- [Required work]: Search the data below for the word "door" and copy each line that holds it.

-.-.-

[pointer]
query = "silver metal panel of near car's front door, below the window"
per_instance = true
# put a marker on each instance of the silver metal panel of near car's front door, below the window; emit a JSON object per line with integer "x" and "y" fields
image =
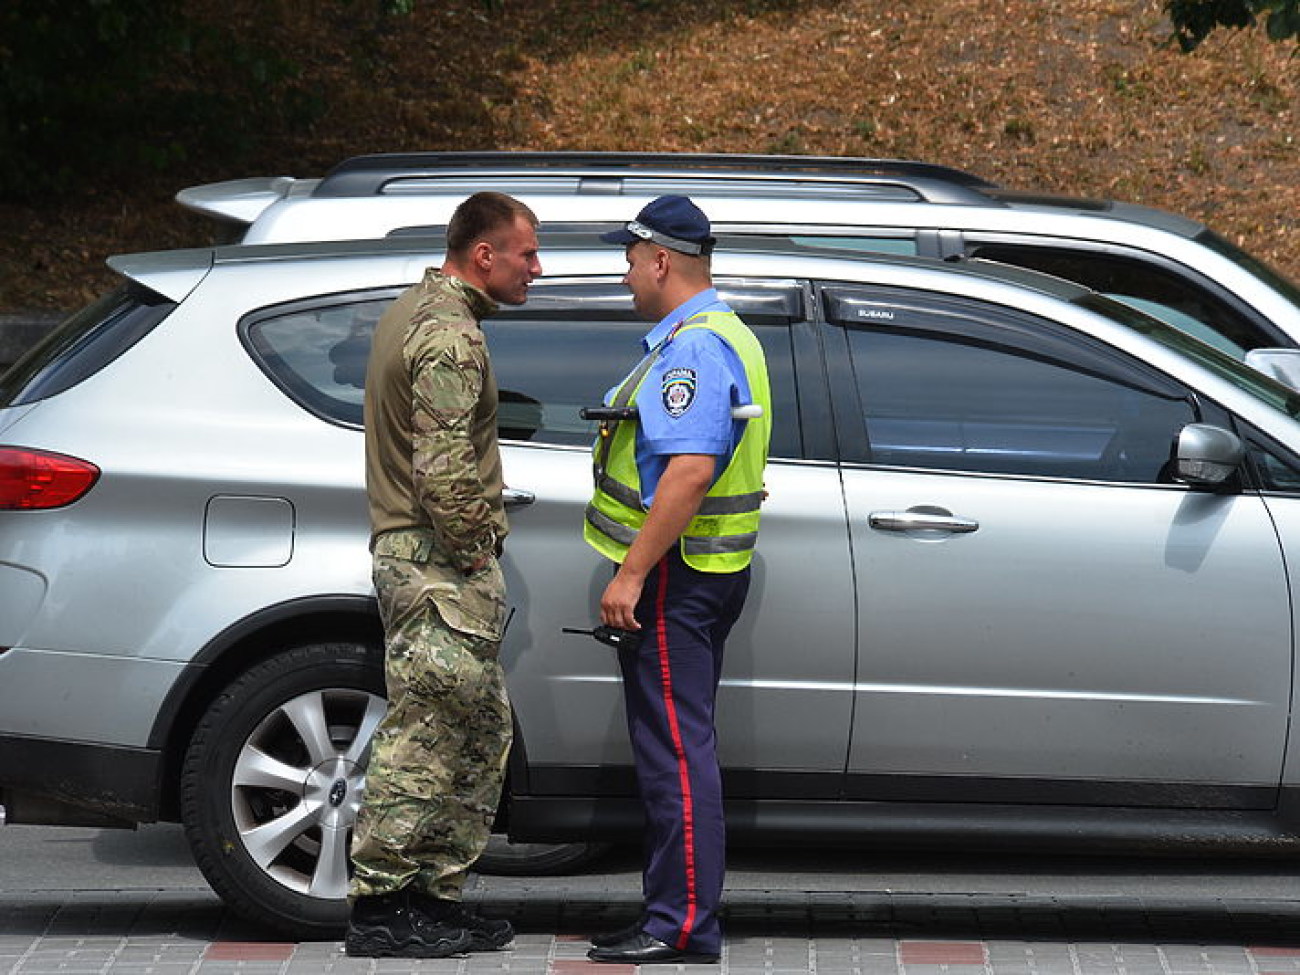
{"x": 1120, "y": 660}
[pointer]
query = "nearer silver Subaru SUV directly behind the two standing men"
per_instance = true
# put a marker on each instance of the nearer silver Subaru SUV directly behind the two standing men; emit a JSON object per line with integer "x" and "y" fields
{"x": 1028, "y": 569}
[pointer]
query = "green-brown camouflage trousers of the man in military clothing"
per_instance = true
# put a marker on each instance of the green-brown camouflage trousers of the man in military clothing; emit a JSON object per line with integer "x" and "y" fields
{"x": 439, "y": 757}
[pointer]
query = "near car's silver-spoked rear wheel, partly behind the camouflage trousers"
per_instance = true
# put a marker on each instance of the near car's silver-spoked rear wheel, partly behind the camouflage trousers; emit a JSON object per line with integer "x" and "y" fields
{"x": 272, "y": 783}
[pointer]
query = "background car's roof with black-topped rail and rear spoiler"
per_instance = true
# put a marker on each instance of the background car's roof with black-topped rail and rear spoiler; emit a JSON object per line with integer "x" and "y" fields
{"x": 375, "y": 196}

-.-.-

- [Expected answer]:
query = "silver metal panel of near car's front door, below the window"
# put a marker on each instance of the silver metal panel of near car's front door, below the window; emit a JSON object per line with integer "x" and "y" fields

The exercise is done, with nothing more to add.